▶ [Short task]: Take the line that contains "mark the region of every instance of the open" and each line after it in the material below, and transcribe them exactly, stopping at the end.

▶ [Given entries]:
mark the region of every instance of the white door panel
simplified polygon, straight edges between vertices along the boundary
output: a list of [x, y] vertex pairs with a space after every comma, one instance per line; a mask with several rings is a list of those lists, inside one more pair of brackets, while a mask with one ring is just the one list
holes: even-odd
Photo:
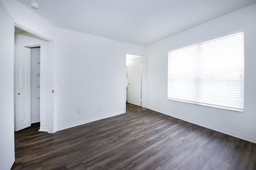
[[128, 103], [141, 106], [141, 56], [129, 59], [127, 70]]
[[15, 130], [31, 125], [30, 49], [15, 47]]

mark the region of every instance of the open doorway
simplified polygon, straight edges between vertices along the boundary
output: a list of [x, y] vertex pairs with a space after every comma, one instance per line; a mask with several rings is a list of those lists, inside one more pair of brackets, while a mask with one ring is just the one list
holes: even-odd
[[15, 130], [40, 122], [40, 46], [15, 48]]
[[142, 56], [127, 54], [126, 60], [126, 102], [141, 106]]
[[49, 41], [15, 27], [15, 130], [40, 122], [39, 131], [52, 133]]

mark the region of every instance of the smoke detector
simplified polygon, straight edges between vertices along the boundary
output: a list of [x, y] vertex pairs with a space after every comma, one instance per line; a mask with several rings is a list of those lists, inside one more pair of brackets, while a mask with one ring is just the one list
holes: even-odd
[[38, 9], [40, 7], [40, 4], [35, 2], [31, 1], [30, 2], [30, 6], [34, 9]]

▶ [Result of this task]:
mark the region of every instance of the open doorway
simplified polygon, straight edges between vertices along the boundary
output: a list of [x, y] vertex pairs with a space after every comma, one instance per line; a mask with several rings is a list of those lists, inside one more pair of brackets, while a mask with one ring is just the one list
holes: even-odd
[[15, 130], [40, 122], [40, 46], [15, 48]]
[[142, 56], [127, 54], [126, 60], [126, 102], [141, 106]]
[[49, 41], [15, 27], [15, 130], [40, 122], [39, 131], [52, 133]]

mark the region of every instance of the smoke detector
simplified polygon, straight edges between vertices along the boundary
output: a list of [x, y] vertex pairs with a space after every comma, one instance per line; a mask with several rings is a list of those lists, inside one more pair of brackets, while a mask with one ring is just the one list
holes: even-odd
[[38, 9], [40, 7], [40, 4], [35, 2], [31, 1], [30, 2], [30, 6], [34, 9]]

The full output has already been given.